* [EXERCISE REQUIREMENTS] Update the material starting at the line containing "segment blue sky, all instances" and ending at the end of the material, swapping "terracotta roof" for "tiled roof" and keeping everything else the same.
══ TASK INPUTS
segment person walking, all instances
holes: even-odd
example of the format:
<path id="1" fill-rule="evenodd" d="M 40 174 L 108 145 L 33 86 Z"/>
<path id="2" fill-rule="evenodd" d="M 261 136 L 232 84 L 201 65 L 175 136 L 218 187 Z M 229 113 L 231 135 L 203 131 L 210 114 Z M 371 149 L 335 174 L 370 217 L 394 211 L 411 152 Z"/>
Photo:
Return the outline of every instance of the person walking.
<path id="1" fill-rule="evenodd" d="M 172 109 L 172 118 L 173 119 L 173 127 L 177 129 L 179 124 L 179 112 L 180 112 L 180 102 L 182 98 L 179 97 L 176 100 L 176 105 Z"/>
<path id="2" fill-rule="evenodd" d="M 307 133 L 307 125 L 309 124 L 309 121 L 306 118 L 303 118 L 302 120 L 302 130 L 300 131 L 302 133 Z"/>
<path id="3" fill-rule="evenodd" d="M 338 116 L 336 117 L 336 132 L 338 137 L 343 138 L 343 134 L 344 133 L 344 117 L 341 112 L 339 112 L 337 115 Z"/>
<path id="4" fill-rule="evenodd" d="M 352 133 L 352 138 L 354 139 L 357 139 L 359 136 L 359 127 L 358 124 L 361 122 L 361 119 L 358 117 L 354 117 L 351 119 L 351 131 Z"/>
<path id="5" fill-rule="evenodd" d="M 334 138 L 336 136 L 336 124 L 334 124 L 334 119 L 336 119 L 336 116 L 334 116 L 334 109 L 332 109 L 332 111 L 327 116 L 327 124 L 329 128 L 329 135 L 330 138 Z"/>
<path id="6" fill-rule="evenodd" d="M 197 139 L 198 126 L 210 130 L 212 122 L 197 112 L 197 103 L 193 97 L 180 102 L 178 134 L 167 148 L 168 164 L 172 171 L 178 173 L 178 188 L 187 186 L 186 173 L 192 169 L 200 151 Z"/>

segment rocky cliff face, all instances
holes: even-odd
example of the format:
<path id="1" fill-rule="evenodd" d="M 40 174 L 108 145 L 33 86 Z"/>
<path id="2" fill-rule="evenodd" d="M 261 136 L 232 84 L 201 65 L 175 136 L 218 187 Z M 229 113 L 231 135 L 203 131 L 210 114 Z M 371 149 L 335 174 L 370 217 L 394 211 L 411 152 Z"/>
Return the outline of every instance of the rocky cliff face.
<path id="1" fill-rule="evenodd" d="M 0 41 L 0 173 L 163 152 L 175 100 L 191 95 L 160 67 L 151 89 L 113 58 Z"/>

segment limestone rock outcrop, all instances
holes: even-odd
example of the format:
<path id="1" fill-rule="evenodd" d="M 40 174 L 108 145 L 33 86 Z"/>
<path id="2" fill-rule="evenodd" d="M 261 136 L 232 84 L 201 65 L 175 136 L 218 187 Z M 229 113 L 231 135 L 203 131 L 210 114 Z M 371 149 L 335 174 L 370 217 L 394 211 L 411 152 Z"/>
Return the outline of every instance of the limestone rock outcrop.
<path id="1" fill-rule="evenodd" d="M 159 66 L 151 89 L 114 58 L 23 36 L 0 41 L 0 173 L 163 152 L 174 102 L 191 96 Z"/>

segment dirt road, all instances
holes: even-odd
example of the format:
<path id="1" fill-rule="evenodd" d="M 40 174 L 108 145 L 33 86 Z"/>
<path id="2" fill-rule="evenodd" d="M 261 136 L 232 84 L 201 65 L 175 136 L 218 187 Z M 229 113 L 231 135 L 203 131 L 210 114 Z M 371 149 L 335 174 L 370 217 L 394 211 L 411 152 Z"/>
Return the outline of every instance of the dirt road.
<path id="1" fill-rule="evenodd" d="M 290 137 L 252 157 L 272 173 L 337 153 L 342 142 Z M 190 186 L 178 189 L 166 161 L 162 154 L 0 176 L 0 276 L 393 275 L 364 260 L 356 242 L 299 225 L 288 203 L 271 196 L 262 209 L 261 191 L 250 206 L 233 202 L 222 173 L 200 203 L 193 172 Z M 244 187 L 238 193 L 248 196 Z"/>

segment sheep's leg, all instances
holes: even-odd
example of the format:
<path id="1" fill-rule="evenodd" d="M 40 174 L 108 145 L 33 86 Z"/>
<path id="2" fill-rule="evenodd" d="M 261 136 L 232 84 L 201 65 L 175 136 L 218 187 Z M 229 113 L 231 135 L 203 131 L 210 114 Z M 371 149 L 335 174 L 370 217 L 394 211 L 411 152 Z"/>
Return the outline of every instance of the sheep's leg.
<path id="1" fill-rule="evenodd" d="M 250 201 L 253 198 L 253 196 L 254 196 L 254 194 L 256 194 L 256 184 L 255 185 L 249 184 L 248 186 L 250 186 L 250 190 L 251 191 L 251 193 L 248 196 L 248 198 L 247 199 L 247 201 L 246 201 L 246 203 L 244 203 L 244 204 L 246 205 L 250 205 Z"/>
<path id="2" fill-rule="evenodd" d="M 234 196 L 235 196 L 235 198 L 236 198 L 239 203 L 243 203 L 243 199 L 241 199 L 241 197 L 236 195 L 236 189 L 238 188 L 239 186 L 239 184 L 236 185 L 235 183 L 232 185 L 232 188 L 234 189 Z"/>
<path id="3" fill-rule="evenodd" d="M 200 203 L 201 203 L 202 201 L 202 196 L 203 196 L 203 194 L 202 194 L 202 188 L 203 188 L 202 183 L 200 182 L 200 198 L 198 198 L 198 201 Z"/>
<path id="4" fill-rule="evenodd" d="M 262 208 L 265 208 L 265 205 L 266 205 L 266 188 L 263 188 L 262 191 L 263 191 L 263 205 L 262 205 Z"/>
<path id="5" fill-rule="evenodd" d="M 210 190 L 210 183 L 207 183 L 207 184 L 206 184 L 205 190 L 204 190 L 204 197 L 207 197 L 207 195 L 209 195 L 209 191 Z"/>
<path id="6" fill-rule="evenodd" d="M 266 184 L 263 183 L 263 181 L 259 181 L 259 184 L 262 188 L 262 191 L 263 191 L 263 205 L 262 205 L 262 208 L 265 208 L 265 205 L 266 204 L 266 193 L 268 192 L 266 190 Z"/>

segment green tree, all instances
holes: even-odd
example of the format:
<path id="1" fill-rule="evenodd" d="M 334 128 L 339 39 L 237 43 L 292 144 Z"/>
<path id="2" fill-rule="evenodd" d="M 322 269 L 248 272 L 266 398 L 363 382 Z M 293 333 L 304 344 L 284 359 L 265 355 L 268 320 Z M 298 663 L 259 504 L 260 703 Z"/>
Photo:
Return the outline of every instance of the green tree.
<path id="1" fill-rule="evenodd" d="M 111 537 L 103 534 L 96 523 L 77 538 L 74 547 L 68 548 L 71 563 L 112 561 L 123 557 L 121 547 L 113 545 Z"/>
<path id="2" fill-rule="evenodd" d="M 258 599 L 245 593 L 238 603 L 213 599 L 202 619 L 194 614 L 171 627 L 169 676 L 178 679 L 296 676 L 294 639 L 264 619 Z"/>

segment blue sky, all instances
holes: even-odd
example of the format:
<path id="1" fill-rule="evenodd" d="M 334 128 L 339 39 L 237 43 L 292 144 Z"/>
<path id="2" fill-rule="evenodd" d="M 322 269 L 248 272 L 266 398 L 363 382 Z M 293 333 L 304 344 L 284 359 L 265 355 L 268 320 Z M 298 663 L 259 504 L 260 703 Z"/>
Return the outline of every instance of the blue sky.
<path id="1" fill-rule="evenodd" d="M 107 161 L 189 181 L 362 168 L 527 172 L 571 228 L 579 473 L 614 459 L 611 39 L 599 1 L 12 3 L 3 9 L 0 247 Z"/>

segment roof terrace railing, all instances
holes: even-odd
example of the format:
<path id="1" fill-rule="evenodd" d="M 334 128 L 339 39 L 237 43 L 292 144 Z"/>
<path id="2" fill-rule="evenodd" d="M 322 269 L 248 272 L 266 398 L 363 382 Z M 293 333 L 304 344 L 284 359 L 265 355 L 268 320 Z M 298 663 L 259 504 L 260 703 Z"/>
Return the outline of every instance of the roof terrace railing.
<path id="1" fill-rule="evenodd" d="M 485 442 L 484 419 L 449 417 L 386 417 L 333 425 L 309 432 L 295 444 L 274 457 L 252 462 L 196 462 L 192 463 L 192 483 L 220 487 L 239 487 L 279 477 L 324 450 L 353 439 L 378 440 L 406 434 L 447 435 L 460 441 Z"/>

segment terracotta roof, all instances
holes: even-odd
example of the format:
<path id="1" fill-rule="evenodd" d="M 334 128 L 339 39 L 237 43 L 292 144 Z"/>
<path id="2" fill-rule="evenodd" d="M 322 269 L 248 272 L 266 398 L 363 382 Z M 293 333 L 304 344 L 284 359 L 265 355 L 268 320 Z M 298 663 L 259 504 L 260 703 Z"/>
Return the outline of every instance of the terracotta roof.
════
* [ANSWER TO THIS PROBLEM]
segment blue sky, all instances
holes: even-odd
example of the format:
<path id="1" fill-rule="evenodd" d="M 334 128 L 339 39 L 237 43 L 292 144 Z"/>
<path id="2" fill-rule="evenodd" d="M 322 269 L 248 272 L 266 398 L 363 382 Z M 293 333 L 304 344 L 284 359 L 265 355 L 268 320 Z M 298 663 L 259 504 L 260 703 Z"/>
Return the outline of every instance of the blue sky.
<path id="1" fill-rule="evenodd" d="M 107 161 L 189 181 L 362 168 L 527 172 L 571 228 L 579 473 L 614 459 L 611 39 L 599 1 L 12 3 L 3 9 L 0 247 Z"/>

segment roof terrace railing, all instances
holes: even-odd
example of the format:
<path id="1" fill-rule="evenodd" d="M 334 128 L 339 39 L 237 43 L 292 144 Z"/>
<path id="2" fill-rule="evenodd" d="M 322 269 L 248 272 L 266 398 L 363 382 Z M 293 333 L 304 344 L 284 359 L 265 355 L 268 320 Z M 298 663 L 259 504 L 260 703 Z"/>
Return the outline of every instance of the roof terrace railing.
<path id="1" fill-rule="evenodd" d="M 485 442 L 484 419 L 449 417 L 386 417 L 333 425 L 309 432 L 295 444 L 274 457 L 252 462 L 196 462 L 192 463 L 192 483 L 220 487 L 239 487 L 279 477 L 324 450 L 353 439 L 378 440 L 406 434 L 447 435 L 460 441 Z"/>

segment tiled roof, all instances
holes: even-odd
example of the format:
<path id="1" fill-rule="evenodd" d="M 334 128 L 339 39 L 237 43 L 292 144 Z"/>
<path id="2" fill-rule="evenodd" d="M 322 269 L 248 272 L 266 398 L 363 382 Z M 293 333 L 304 344 L 284 359 L 265 355 L 268 320 Z M 298 663 L 259 504 L 260 703 Z"/>
Return the outline of every instance of the tiled roof.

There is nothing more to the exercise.